The taking of drugs in any form, be it nicotine, alcohol, so called recreational drugs and on to the hard core drugs such as  heroine, is escapism. Escape from what, you might well ask. Well, although it may be something quite discrete and profound, it doesn’t have to be. It may just be the day to day routine – your lifestyle and all that that implies. It may be an uncontrollable (and therefore quite stupid) curiosity. A young prowling leopard who goes and sniffs at a basking crocodile on the river bank will likely get eaten before it has the opportunity to procreate more equally stupid leopards. Whatever else it is it will also be that you are (as was the leopard), for whatever reason and to whatever degree, less than fit for the environmental niche – the society no less - in which you find yourself. Left to nature you would suffer the consequences, as more primitive man, left to his own devices, undoubtedly often did. Well, we can’t have that either, can we?

....

[Tasks to perform]
a) Answer these questions about the passage on drug-taking as escapism:
(i) What does the passage say the taking of drugs in any form is?
(ii) What does the young prowling leopard go and sniff at?
(iii) What does the passage say more primitive man, left to his own devices, often did?
b) Carry on the passage on drug-taking as escapism from its final sentence, adding one paragraph in the same voice.

....

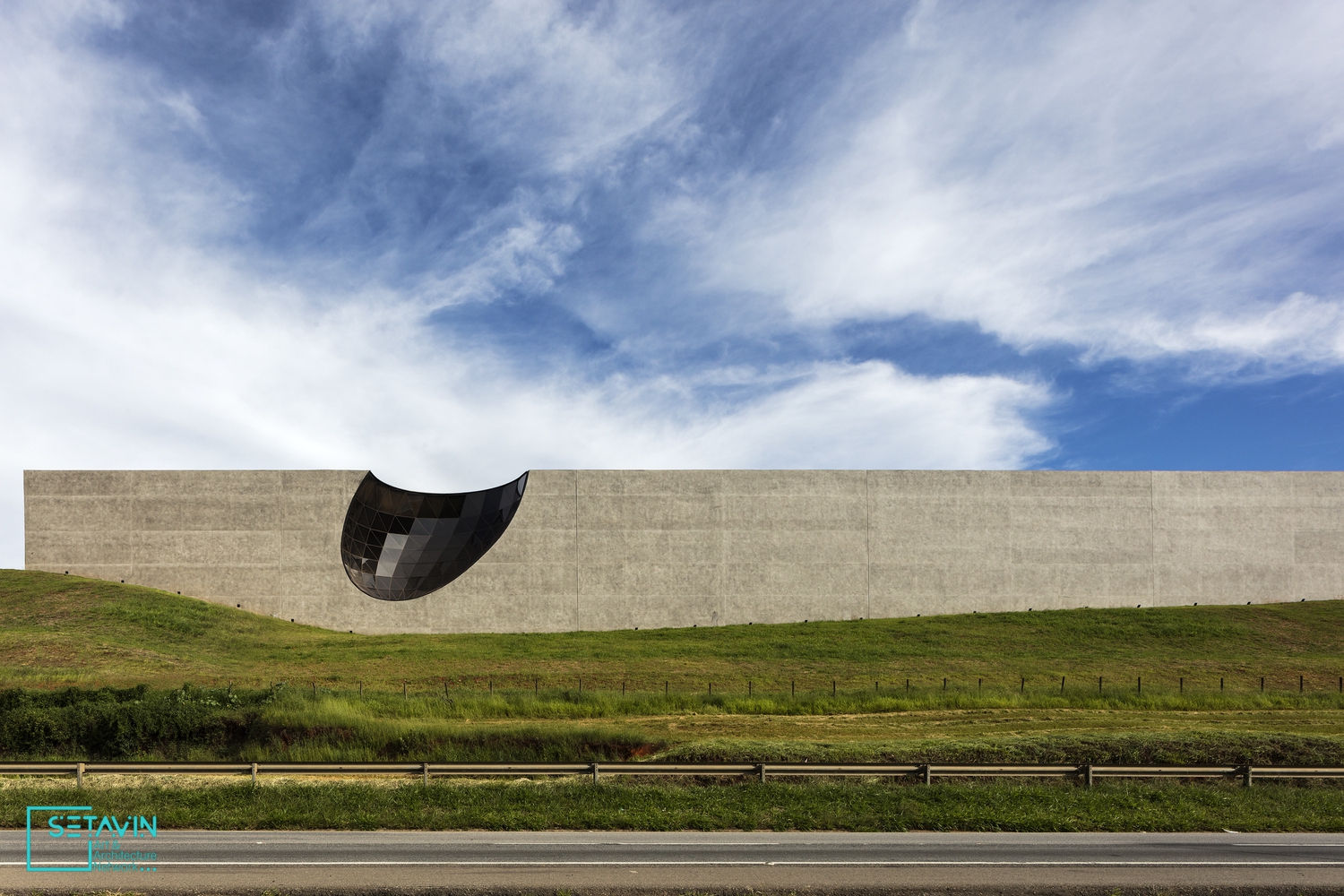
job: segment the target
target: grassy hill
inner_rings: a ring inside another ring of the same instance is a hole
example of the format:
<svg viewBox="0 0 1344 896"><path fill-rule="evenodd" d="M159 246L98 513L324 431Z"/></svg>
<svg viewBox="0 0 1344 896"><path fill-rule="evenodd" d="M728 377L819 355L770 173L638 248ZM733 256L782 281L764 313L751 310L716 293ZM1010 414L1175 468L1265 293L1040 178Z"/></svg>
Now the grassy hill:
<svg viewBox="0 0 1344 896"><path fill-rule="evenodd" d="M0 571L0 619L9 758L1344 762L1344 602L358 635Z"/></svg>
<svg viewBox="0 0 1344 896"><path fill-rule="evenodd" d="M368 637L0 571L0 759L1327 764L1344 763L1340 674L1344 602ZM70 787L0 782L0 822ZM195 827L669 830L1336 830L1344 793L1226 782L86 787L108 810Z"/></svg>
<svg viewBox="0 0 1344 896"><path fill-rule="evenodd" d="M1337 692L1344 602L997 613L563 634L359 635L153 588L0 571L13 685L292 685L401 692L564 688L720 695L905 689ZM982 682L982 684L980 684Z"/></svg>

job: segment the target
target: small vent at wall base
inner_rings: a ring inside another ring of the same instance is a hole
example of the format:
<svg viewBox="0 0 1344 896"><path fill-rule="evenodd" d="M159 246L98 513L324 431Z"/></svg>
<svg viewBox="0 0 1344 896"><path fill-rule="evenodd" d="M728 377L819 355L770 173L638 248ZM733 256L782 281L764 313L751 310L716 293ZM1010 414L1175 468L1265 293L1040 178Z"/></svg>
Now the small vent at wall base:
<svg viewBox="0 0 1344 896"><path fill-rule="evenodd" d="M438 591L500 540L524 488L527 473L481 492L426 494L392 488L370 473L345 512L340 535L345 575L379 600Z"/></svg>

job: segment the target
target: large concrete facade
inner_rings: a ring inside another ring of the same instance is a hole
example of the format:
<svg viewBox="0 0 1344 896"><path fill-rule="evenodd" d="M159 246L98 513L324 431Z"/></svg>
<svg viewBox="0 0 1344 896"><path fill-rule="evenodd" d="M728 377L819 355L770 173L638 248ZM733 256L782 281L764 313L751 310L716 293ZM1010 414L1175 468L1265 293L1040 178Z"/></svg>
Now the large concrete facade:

....

[The replies]
a)
(i) Escapism.
(ii) A basking crocodile on the river bank.
(iii) Suffered the consequences.

b)
More primitive man did not, of course, have the pure stuff, so there was less risk - which was some protection. Now, the only protection is interference – legislation. But what good does it do, does it solve the problem and what are the consequences ? First and foremost it is abundantly clear that it doesn’t solve the problem. Drug use, in spite of every effort, is increasing. Human nature being what it is, of course, making something illegal immediately magnifies its attraction by astronomic proportions and reason ceases to be a factor in any discussion. Does it do any good ? Well, it keeps the various law enforcement agencies in work although I think that there would be little chance of them becoming unemployed without it. It may slow down the rate at which addicts die, but that, from the point of view of consequential prolongation of suffering is a two edged sword. I see no real resultant good. Finally, then, what are the consequences of legislation; and here we can really have a ball.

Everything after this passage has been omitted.